Pick out each line of the data that contains the string "path", and copy those lines.
== Exercise materials ==
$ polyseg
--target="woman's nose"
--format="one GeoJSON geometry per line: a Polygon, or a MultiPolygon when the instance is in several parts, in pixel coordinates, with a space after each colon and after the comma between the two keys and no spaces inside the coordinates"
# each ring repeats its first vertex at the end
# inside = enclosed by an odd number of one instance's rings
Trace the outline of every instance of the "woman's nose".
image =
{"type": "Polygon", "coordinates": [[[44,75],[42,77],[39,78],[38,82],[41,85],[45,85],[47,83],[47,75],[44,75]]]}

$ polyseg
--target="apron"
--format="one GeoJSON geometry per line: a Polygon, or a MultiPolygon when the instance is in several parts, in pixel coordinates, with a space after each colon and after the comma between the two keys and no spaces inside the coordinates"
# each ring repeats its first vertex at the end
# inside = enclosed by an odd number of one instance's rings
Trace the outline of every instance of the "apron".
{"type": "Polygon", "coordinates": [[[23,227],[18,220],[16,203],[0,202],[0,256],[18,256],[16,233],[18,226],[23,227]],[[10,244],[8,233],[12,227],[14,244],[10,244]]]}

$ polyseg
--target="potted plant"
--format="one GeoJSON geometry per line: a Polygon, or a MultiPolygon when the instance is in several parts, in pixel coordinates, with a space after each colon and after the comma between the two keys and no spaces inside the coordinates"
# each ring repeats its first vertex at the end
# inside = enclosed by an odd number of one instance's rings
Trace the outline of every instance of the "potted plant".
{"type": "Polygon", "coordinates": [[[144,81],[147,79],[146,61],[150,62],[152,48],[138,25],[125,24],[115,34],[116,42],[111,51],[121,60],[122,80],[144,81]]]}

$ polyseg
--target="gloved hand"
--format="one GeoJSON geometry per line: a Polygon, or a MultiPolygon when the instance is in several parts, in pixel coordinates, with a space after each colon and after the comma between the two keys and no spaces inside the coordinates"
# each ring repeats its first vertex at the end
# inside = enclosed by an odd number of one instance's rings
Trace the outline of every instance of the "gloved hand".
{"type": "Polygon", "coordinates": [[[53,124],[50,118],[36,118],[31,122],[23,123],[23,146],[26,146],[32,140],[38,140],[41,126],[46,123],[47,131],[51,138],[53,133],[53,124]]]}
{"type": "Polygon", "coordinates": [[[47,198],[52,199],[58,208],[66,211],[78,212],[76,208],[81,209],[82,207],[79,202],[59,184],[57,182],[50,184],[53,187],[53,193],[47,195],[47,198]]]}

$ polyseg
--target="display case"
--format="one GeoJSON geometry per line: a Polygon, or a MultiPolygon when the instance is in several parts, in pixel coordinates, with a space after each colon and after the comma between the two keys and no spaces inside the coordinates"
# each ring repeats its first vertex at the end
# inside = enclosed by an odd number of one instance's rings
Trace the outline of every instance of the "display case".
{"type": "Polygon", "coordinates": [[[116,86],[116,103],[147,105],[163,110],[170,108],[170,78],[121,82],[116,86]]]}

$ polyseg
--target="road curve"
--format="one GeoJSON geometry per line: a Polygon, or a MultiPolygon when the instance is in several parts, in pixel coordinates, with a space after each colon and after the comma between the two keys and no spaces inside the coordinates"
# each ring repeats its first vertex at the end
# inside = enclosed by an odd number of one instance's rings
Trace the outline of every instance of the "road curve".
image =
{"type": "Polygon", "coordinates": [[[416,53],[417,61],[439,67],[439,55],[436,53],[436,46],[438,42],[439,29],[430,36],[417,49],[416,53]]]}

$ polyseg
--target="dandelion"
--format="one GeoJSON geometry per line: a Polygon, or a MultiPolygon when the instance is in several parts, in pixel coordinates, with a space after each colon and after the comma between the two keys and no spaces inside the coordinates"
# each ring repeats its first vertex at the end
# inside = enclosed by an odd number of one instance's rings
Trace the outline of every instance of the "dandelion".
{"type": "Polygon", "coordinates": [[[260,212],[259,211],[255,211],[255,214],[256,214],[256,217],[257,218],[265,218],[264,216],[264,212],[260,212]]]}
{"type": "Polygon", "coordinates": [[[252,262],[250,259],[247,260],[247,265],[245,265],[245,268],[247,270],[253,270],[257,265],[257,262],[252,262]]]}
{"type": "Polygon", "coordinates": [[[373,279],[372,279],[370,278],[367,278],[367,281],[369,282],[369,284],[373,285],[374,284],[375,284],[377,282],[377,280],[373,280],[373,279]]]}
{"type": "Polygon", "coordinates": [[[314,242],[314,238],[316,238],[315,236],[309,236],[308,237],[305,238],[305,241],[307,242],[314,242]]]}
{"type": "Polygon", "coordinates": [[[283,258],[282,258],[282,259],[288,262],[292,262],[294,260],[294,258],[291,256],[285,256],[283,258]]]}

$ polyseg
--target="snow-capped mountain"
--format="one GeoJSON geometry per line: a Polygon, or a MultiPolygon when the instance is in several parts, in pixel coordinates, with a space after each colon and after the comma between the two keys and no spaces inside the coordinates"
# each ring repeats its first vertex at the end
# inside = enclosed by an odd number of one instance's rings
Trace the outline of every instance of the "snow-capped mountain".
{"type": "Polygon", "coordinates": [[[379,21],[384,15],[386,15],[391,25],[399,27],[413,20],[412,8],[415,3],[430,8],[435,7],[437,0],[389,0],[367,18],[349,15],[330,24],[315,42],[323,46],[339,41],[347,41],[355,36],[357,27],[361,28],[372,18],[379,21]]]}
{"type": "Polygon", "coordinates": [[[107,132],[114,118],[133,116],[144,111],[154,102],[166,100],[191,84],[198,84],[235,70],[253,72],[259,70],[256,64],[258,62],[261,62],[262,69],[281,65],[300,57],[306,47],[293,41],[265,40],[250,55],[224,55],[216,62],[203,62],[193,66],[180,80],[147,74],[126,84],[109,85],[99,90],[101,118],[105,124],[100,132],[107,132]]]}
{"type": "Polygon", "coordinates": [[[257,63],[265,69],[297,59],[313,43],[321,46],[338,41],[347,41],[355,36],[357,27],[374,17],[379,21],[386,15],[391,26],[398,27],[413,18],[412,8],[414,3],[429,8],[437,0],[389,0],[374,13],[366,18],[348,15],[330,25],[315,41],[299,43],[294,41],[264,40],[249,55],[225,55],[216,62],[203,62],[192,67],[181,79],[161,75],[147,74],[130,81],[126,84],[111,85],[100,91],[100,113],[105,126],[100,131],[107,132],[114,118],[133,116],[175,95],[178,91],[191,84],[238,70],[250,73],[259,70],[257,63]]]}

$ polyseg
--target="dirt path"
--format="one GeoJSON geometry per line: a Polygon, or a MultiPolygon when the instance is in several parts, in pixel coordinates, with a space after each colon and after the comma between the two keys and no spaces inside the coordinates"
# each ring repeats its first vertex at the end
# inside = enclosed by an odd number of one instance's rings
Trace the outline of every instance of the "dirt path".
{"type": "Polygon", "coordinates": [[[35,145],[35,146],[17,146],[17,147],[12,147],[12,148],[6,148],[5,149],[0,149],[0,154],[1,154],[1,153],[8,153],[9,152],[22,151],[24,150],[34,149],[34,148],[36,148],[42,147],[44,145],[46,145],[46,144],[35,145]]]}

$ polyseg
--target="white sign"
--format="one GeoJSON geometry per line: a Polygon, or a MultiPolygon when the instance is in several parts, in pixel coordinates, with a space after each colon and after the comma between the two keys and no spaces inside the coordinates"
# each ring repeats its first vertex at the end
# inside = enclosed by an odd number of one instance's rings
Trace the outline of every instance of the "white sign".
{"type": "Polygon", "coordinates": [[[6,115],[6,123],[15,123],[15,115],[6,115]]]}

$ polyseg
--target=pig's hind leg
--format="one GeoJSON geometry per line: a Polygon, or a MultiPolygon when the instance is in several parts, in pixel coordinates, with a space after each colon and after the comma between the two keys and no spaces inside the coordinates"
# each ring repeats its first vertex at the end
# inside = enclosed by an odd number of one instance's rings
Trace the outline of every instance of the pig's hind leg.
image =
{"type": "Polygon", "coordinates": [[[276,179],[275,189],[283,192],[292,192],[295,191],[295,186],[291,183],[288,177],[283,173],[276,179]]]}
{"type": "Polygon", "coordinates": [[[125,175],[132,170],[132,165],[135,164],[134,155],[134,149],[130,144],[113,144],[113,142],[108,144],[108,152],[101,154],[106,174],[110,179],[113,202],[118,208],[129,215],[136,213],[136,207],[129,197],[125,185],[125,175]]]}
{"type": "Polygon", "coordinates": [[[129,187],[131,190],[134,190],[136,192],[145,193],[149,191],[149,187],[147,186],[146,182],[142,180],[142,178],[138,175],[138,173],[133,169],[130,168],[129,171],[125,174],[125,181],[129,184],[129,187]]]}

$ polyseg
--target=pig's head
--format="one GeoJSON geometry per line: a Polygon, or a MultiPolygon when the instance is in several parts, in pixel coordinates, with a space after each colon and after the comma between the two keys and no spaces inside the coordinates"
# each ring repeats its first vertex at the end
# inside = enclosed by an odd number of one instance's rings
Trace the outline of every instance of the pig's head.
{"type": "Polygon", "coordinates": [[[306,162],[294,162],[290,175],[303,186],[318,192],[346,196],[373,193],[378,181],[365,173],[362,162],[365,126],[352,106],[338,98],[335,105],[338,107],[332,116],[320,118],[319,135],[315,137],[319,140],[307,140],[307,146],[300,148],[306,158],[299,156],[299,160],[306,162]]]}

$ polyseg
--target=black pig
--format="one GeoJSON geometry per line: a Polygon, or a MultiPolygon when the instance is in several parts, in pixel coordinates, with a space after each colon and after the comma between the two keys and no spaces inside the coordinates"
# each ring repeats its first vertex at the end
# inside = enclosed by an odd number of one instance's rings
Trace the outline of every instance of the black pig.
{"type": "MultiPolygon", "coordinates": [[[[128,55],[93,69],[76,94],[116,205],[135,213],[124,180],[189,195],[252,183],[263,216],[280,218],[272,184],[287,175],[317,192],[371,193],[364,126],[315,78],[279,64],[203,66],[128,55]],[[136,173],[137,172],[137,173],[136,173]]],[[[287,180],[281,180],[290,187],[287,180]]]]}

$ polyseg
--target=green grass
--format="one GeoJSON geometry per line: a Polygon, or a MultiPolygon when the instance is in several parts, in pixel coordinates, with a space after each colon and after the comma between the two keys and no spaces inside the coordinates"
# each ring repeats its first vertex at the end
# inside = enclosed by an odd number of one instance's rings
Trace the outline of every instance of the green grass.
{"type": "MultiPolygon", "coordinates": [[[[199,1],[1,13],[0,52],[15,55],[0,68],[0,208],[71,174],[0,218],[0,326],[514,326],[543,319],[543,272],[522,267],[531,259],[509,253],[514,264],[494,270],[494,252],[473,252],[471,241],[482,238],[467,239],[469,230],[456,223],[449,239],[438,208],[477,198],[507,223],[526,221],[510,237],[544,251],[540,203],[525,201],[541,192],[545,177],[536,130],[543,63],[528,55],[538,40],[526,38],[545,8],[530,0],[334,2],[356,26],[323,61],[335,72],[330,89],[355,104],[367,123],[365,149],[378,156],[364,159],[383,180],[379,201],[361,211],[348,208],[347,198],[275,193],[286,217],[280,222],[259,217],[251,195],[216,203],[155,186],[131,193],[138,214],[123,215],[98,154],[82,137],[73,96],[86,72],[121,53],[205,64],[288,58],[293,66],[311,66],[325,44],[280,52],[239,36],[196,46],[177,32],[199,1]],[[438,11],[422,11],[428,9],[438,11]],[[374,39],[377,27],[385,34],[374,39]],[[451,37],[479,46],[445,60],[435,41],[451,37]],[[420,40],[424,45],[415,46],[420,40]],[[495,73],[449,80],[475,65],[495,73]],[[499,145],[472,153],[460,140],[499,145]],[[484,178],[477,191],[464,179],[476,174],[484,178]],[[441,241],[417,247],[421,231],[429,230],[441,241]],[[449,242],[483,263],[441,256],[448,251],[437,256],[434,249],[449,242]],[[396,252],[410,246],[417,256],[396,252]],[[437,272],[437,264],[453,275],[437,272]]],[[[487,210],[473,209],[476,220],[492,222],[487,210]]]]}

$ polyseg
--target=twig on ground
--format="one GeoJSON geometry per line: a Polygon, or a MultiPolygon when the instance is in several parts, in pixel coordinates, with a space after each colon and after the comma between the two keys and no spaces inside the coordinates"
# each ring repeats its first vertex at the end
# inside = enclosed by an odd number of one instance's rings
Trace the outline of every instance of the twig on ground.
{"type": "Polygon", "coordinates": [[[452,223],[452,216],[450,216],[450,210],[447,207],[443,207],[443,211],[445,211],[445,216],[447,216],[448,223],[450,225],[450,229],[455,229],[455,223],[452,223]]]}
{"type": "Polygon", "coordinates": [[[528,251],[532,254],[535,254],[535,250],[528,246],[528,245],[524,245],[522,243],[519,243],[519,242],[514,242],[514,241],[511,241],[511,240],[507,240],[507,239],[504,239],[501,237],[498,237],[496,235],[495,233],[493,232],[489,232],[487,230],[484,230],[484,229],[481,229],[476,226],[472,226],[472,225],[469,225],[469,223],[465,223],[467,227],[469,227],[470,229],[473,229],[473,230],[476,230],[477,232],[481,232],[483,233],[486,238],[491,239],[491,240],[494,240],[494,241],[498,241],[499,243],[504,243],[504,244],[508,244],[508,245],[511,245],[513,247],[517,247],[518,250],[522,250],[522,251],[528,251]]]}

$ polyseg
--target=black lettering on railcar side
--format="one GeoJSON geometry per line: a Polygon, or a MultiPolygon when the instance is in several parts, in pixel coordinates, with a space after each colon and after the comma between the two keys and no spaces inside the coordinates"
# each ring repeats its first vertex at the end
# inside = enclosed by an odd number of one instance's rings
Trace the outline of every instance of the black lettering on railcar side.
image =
===
Answer for the task =>
--target="dirt path"
Trace the outline of every instance of the "dirt path".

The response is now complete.